PASSAGE SHOWN:
In this photo from Monday, Dec. 14, 2020, at Ochsner Medical Center in Jefferson, Governor John Bel Edwards discusses how the COVID-19 vaccine is administered with Dr. Mona Moghareh, a pharmacist at Ochsner. (Photo provided by Ochsner Health)
Gov. John Bel Edwards said Monday he will allow an order he signed two years ago declaring a public health emergency in Louisiana for the coronavirus to lapse Wednesday. His comments came during his State of the State address to the Legislature on the opening day of its 2022 regular session.
Edwards said he made the decision not to renew after consulting with state health officials, the Louisiana National Guard and people within his administration to make sure there were would be no ramifications for federal COVID-19 assistance if he chose not to renew the emergency order.
“Just because the proclamation is expiring doesn’t mean COVID is over,” Edwards said. “If the circumstances call for it, I will not hesitate to declare another emergency. But God willing, we will never have to see such difficult mitigation measures in our state again. I don’t know what the future holds, but I do know that we are in a much better place today than we were two years ago.”
The public health emergency provided the foundation for social distancing and mask requirements during the pandemic. During stretches with COVID-19 case surges, the order also set access and capacity limits for businesses and other venues.

ASSIGNMENT A: In the Louisiana emergency article, reproduce the stretch from "In this photo" through "by Ochsner Health)", swapping "COVID-19 vaccine" for "flu vaccine".
ASSIGNMENT B: According to the Louisiana emergency article, on what day of the week was the emergency order set to lapse?
ASSIGNMENT C: Condense the paragraph of the Louisiana emergency article that begins "Edwards said he made the decision not to renew" while keeping its main facts.
Please rely on the Louisiana emergency article alone.

Referring-expression pointing data
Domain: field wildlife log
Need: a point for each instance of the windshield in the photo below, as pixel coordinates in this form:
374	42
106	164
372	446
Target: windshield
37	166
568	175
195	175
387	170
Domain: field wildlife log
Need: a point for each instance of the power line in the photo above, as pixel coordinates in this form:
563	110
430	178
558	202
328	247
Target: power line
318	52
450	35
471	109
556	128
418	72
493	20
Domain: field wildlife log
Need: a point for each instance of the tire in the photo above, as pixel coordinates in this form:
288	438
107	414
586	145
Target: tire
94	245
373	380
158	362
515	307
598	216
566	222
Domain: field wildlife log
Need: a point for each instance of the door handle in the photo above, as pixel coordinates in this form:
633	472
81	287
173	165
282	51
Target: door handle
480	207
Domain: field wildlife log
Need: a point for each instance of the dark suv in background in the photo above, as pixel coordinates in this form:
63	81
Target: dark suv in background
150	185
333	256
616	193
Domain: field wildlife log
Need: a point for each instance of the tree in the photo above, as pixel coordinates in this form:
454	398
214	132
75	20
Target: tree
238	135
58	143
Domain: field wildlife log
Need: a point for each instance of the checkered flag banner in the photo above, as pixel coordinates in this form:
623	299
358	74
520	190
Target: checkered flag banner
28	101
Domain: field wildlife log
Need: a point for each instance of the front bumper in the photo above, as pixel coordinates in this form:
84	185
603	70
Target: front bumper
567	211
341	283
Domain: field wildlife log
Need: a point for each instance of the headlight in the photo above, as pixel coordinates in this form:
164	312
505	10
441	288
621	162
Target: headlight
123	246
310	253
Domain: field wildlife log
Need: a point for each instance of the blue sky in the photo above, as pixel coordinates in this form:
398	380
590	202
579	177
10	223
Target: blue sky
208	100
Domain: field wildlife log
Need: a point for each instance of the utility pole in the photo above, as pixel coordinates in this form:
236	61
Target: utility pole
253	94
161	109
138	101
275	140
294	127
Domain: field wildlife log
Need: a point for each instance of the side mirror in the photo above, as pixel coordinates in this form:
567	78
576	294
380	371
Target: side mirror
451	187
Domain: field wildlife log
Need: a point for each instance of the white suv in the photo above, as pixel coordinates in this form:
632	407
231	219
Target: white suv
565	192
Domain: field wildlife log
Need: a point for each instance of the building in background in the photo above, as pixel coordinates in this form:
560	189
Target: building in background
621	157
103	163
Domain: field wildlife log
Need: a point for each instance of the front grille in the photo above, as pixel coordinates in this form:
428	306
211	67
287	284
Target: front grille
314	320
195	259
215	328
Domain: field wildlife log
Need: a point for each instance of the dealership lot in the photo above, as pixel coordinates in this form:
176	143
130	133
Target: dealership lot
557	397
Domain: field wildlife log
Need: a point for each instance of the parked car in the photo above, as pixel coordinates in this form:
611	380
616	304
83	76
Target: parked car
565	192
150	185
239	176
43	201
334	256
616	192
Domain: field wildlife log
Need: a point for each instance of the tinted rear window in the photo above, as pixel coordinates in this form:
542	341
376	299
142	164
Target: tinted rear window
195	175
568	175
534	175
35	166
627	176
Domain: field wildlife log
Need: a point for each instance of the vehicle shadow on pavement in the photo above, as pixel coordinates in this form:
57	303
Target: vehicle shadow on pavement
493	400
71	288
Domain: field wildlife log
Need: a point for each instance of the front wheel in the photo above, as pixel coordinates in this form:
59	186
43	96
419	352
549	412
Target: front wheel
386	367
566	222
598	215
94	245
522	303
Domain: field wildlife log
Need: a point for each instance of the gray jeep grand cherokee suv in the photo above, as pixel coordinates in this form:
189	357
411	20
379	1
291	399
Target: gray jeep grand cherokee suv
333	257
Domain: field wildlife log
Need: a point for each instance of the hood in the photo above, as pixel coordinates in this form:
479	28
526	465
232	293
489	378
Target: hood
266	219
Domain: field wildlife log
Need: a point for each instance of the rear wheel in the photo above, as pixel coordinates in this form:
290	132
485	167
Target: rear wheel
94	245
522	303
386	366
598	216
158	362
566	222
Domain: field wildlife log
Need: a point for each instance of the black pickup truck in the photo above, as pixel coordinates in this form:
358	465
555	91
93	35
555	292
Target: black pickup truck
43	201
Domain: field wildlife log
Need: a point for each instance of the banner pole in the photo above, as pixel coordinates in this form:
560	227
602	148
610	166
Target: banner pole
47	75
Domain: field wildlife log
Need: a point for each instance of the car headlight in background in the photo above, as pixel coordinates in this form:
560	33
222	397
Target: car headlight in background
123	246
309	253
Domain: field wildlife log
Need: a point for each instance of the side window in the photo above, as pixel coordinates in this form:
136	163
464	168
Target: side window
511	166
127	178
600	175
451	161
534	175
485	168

TASK OUTPUT A:
In this photo from Monday, Dec. 14, 2020, at Ochsner Medical Center in Jefferson, Governor John Bel Edwards discusses how the flu vaccine is administered with Dr. Mona Moghareh, a pharmacist at Ochsner. (Photo provided by Ochsner Health)

TASK OUTPUT B: Wednesday

TASK OUTPUT C: Edwards decided not to renew the emergency order after consulting state health officials, the Louisiana National Guard and people in his administration to make sure letting it lapse would not affect federal COVID-19 assistance.